BEGIN Quoted passage
More Gibbons

Had the chance to read two more Gibbons novels this week: A Virtuous Woman and On the Occasion of My Last Afternoon. Of the two, I liked A Virtuous Woman best.

Remember how I wrote earlier that I'd read Ellen Foster years ago? Now I'm beginning to doubt myself. I must have read A Virtuous Woman. I knew from the first page that I'd read this novel before. But the writing is so fine that I settled in to read it again. (Something I NEVER do. Nev. Er.) But this novel is dang good. It tells the story of a married couple, Ruby and Jack, who meet each other, fall in love, and marry. Ruby later contracts lung cancer. Facing her death, she ruminates on her adventures and tries her best to prepare Jack to live without her. Jack savors the memories of the two of them, even as he knows he must move beyond them to continue his life. Chapters of the novel are alternately narrated by each of the two primary characters, a style which is effective because it lets us see the inner thoughts of both.

I enjoyed how this novel dealt with the definition of love. It is a subject worth considering, and one that can easily become too sentimental. However, Gibbons' characters look at it with a steady, nearly objective eye. The characters know who they are and what they need from a mate. And when they find one another, there is a quiet cherishing that they do of one another. The love Gibbons writes of is a wise love, not young and foolish, not headstrong and impassioned, but matter-of-fact and solid as bedrock. I can appreciate such a story.

On the Occasion of My Last Afternoon tells the story of Emma Garnet, a young girl growing up in the years before the Civil War. Emma chafes under the imposing hand of a tyrannical father, who is newly rich but yearns for the respectability of old money. His war-mongering political opinions, restrictive ideas of a lady's place, and violent nature drive even his family away. Emma is luckly enough to escape to a happy marriage, and the novel follows her throughout raising a family, mourning the loss of those she loves, and weathering the storms of the Civil War.

I thought this was a good novel, and I enjoyed Emma Garnet as a character. However, much was made of her own battles with her father, and of secrets of her father's past that had been kept from her. When these secrets were finally revealed, they were not substantial enough to satisfy the curiousity that Gibbons had stoked in them throughout the book. I was left wanting to know more about him to justify his role in the story. How did he come by his fortune? How did he espy Emma Garnet's mother and mark her for his own? Simply, the secrets (or "secret," as it turned out to be only one) did not live up to more than 225 pages of anticipation.

While a good read, it was not as good as A Virtuous Woman (or Charms for the Easy Life, for that matter). I plan on checking out Ellen Foster next.
END Quoted passage
Exercise tasks
- A) In the review, replace "Ruby" with "Rose" in the text between "Remember how I" and "thoughts of both.", inclusive, and write out the result.
- B) Please condense the review's paragraph beginning "On the Occasion of My Last Afternoon tells the story" into a shorter version that keeps its main facts.
BEGIN Data records
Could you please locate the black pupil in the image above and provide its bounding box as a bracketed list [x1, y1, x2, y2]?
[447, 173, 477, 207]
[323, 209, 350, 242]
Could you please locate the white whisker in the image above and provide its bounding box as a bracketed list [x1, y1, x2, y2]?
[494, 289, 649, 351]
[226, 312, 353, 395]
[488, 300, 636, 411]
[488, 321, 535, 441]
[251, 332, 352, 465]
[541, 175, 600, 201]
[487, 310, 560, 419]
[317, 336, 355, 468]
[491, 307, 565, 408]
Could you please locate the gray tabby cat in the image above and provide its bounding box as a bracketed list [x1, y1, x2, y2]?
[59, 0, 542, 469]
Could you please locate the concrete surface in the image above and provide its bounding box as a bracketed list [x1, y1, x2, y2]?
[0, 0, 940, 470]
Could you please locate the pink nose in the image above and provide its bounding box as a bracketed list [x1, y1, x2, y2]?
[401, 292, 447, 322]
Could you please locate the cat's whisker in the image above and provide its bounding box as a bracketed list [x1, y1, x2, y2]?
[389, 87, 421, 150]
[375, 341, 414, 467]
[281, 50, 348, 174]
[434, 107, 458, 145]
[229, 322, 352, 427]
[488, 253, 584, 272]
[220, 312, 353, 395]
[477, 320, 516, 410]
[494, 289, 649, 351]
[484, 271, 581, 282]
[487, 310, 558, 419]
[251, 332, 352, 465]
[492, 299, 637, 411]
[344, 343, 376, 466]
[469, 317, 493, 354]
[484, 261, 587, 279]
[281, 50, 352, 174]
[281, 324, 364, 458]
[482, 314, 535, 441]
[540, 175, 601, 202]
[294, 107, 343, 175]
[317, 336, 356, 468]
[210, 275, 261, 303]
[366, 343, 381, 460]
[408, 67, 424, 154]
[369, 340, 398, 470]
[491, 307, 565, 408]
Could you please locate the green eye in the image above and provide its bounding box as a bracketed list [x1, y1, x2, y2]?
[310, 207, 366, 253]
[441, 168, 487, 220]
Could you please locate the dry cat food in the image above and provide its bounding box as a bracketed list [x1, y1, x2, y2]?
END Data records
BEGIN Data records
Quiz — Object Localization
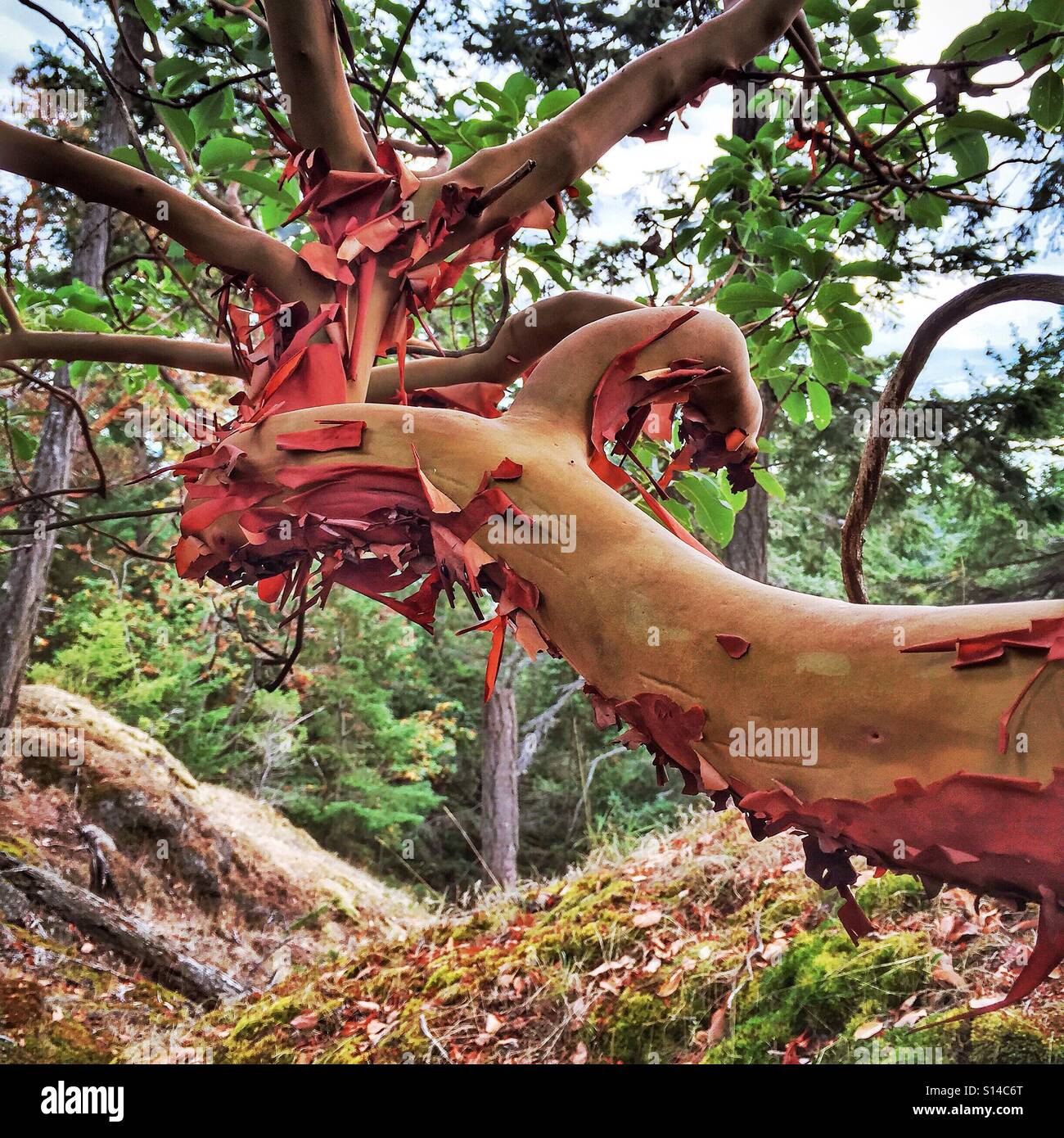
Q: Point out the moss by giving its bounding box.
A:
END Data records
BEGIN Data records
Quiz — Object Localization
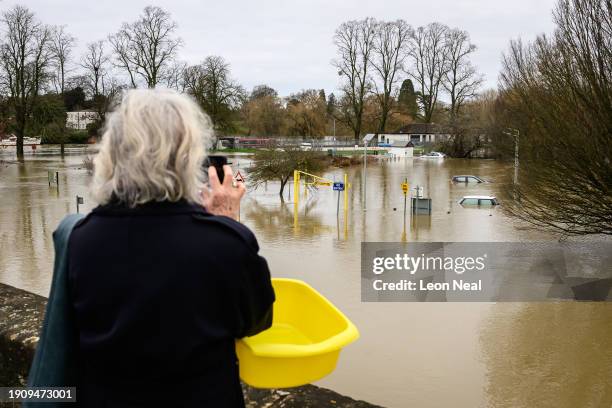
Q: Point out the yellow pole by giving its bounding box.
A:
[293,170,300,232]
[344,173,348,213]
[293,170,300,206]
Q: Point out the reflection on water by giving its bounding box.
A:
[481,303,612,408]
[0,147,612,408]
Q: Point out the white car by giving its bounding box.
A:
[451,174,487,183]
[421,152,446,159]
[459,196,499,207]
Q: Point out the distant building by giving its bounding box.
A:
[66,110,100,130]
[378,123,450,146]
END Data records
Expected results
- A)
Remember how I wrote earlier that I'd read Ellen Foster years ago? Now I'm beginning to doubt myself. I must have read A Virtuous Woman. I knew from the first page that I'd read this novel before. But the writing is so fine that I settled in to read it again. (Something I NEVER do. Nev. Er.) But this novel is dang good. It tells the story of a married couple, Rose and Jack, who meet each other, fall in love, and marry. Rose later contracts lung cancer. Facing her death, she ruminates on her adventures and tries her best to prepare Jack to live without her. Jack savors the memories of the two of them, even as he knows he must move beyond them to continue his life. Chapters of the novel are alternately narrated by each of the two primary characters, a style which is effective because it lets us see the inner thoughts of both.

- B) On the Occasion of My Last Afternoon follows Emma Garnet, a girl growing up before the Civil War under a tyrannical father who is newly rich but longs for old-money respectability. His war-mongering politics, narrow ideas of a lady's place, and violence drive even his family away. Emma escapes into a happy marriage. The novel follows her as she raises a family, mourns loved ones, and weathers the Civil War.